Problem to solve:
Switch "locate" to "find" in the lines starting with the line with "form: x=607 y=620." and going on through the line with "x=100 y=561", and write out only those lines with nothing else changed.

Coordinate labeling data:
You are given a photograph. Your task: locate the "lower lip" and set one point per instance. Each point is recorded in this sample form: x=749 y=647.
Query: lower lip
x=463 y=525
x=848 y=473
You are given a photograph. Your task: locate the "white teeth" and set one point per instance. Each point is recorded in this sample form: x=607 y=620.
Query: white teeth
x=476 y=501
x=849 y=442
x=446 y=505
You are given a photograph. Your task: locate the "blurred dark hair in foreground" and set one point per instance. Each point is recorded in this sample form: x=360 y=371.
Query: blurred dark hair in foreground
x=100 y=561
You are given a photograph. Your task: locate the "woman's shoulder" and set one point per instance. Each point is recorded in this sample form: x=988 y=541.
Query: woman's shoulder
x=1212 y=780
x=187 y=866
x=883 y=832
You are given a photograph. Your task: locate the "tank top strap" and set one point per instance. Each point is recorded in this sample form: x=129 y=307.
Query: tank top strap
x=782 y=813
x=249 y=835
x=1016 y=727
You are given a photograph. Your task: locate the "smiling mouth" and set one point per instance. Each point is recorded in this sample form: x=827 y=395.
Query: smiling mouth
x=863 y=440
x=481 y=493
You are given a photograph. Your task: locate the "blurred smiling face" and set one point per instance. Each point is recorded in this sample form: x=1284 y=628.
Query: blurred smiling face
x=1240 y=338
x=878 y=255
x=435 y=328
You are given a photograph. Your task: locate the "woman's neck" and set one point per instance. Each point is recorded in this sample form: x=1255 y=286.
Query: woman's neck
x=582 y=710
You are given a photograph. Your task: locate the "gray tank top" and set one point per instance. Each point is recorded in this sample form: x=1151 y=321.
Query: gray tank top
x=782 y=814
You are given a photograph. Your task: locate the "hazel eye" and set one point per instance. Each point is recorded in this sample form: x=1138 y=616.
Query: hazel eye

Task response:
You are given a photograph. Your task: find the "white teeth" and set one point per instance. Each point is recorded in this sample form: x=607 y=620.
Query: white teeth
x=476 y=501
x=849 y=442
x=446 y=505
You are given a photograph. Your task: find the "blurred dark hair in foreground" and set one point per instance. Each point is recorded in this sample form: x=360 y=371.
Query: blurred dark hair in foreground
x=100 y=561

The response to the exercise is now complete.